Activity: I need every line that includes the word "tree" copied from the material.

Data supplied:
----
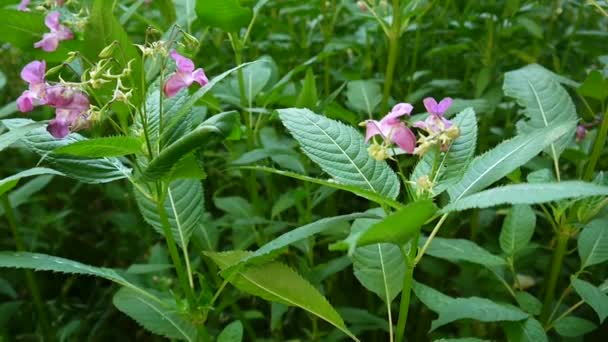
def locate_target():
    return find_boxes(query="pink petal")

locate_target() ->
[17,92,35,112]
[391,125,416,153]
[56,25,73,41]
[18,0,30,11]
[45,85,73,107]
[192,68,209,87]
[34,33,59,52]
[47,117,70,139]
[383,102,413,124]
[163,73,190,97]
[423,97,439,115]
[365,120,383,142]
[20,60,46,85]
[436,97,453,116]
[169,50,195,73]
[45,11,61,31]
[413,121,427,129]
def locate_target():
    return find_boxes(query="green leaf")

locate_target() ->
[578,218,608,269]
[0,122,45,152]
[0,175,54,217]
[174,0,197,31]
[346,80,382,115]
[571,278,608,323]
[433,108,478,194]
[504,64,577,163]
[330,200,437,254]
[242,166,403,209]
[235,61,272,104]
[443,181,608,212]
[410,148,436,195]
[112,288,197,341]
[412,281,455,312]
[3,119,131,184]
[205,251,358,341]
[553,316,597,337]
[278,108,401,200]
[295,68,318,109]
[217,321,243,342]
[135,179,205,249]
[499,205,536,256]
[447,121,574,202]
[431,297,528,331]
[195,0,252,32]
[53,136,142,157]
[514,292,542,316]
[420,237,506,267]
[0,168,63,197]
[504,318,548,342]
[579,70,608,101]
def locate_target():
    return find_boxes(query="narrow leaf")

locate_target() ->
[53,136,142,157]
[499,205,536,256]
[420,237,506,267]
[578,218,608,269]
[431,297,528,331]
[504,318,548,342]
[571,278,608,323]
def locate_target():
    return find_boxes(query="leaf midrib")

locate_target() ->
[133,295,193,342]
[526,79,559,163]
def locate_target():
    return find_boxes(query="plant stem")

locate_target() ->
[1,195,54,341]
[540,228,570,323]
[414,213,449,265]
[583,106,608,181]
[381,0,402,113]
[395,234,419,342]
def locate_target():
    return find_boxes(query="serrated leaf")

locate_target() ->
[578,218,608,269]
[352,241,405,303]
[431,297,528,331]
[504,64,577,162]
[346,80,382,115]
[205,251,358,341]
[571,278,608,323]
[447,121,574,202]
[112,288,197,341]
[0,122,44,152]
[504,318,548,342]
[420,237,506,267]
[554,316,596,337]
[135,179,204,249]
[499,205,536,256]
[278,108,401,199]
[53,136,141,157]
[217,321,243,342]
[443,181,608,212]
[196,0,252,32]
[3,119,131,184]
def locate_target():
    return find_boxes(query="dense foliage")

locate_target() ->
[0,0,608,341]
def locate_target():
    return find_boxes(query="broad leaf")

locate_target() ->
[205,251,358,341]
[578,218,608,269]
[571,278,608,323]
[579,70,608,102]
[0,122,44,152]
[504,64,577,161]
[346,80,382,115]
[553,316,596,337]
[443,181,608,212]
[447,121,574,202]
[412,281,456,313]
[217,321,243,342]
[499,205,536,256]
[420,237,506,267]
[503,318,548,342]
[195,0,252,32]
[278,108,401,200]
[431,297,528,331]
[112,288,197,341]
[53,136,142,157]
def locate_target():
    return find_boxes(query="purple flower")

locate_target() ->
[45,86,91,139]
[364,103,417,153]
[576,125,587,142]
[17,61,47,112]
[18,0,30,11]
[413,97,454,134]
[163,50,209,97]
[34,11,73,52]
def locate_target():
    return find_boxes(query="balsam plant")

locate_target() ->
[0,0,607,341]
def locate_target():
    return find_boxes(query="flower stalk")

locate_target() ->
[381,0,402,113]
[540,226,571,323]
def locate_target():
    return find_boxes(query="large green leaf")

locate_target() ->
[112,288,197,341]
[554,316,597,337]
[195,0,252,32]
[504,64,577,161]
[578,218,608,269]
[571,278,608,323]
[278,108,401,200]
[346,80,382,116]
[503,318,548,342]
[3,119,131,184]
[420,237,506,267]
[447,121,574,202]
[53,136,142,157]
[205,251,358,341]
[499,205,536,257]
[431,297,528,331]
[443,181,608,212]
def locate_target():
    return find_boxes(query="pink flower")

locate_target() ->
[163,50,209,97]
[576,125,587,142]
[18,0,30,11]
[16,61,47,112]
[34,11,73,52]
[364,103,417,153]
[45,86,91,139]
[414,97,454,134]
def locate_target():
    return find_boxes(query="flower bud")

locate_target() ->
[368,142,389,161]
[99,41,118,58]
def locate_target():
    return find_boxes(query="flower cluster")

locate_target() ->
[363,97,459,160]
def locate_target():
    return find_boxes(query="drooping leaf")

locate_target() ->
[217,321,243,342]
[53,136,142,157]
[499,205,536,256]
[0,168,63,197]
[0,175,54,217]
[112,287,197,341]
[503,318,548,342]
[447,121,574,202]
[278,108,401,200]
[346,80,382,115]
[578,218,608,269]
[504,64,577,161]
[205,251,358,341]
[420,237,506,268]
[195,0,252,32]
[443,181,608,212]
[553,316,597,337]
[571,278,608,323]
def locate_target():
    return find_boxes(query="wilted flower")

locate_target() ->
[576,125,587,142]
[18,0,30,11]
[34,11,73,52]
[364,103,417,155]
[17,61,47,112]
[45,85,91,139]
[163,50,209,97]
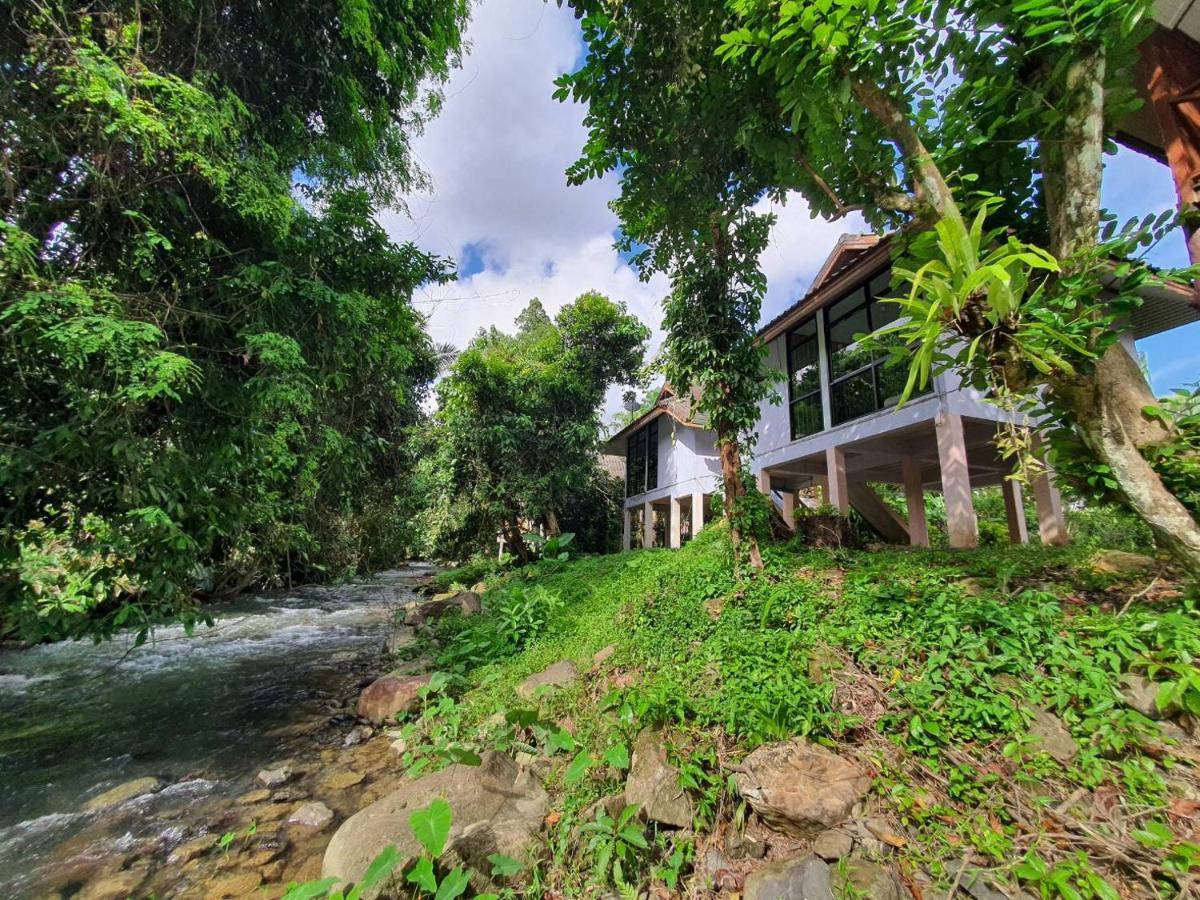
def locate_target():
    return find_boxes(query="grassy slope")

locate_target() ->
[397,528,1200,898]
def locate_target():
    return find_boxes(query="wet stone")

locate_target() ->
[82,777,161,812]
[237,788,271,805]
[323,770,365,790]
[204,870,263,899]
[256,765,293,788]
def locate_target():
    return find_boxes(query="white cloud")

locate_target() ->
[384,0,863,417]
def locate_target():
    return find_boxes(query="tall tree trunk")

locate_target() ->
----
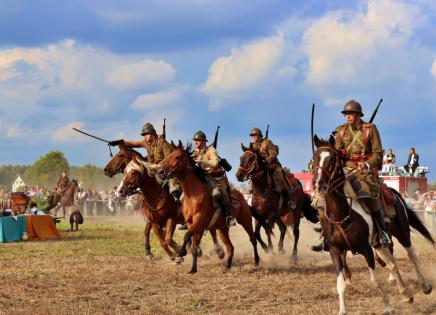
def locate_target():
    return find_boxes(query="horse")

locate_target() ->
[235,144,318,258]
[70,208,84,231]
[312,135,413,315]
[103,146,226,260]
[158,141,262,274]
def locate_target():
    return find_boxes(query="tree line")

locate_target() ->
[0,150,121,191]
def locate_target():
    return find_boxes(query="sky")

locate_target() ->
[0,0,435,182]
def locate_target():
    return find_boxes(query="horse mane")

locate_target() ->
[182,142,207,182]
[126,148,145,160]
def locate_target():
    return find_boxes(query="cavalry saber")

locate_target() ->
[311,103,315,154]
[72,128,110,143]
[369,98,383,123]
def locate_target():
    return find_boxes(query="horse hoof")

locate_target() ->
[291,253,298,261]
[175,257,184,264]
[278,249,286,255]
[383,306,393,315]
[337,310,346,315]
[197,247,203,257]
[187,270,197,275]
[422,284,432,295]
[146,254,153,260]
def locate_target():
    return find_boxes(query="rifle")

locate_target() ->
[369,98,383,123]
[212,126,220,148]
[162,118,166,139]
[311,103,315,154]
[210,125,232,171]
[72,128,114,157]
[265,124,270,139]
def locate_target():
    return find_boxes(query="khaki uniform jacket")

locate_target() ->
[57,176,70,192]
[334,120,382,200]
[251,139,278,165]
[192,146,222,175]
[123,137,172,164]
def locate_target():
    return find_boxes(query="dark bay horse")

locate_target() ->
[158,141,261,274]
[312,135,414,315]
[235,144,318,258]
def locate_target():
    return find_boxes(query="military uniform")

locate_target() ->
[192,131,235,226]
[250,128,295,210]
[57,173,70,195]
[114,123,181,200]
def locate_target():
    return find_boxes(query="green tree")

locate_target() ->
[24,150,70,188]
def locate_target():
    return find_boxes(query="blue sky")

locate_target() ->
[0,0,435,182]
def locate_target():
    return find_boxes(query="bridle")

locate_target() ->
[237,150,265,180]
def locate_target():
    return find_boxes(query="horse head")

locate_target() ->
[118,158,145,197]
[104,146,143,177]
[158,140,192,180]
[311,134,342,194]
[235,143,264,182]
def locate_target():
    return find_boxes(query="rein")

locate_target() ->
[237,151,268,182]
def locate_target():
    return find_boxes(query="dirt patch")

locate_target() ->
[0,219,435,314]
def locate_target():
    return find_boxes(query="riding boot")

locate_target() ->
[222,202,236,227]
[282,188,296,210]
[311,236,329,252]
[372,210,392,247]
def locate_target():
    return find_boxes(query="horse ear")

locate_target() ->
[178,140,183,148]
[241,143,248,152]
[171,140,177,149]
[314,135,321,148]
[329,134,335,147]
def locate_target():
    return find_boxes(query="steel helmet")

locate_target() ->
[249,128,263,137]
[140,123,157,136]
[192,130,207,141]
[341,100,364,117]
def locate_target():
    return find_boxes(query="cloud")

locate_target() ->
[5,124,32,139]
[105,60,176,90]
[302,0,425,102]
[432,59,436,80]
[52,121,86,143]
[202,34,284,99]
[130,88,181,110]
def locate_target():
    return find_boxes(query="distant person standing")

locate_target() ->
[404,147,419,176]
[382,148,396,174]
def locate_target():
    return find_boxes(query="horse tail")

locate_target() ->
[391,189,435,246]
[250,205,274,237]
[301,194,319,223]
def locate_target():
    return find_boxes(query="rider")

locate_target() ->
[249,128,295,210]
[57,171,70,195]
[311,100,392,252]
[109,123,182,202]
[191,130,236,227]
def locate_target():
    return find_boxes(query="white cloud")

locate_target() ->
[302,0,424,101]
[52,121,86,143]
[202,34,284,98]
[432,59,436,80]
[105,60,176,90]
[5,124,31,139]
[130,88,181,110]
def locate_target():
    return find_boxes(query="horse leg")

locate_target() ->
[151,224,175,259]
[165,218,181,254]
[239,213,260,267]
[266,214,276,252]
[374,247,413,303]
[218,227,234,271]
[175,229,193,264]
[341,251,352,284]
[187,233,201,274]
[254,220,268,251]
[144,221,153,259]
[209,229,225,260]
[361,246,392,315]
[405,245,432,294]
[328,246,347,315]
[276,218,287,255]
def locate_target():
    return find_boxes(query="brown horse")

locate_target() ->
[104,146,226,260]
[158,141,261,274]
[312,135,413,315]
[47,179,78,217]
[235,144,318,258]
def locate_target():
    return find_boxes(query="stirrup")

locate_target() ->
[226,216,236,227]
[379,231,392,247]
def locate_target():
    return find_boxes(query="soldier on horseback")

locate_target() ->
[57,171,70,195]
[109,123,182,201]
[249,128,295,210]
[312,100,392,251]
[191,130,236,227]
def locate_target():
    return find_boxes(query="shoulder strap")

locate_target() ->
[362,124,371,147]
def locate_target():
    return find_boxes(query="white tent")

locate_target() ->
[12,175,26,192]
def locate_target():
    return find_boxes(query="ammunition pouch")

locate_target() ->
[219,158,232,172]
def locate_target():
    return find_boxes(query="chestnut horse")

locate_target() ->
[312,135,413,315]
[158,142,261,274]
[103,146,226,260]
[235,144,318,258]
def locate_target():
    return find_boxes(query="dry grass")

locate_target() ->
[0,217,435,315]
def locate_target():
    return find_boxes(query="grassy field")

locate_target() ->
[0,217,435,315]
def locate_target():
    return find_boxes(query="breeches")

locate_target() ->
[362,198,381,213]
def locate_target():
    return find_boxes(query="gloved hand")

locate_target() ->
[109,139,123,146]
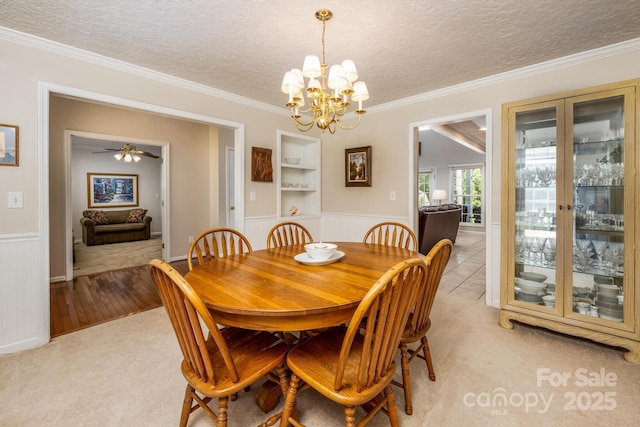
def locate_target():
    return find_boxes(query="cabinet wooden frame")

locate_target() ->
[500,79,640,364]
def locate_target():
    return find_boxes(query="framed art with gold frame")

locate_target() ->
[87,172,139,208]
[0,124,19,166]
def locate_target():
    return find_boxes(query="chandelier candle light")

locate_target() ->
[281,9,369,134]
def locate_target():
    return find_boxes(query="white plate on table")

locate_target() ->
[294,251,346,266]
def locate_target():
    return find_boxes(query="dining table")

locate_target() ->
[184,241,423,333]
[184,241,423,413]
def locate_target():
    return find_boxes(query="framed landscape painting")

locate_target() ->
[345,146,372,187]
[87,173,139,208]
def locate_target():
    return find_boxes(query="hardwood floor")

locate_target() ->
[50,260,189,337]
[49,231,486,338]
----
Answer to the problem:
    return find_boxes(query="tall tree trunk")
    return find_boxes(query="tree line")
    return find_boxes(query="green tree")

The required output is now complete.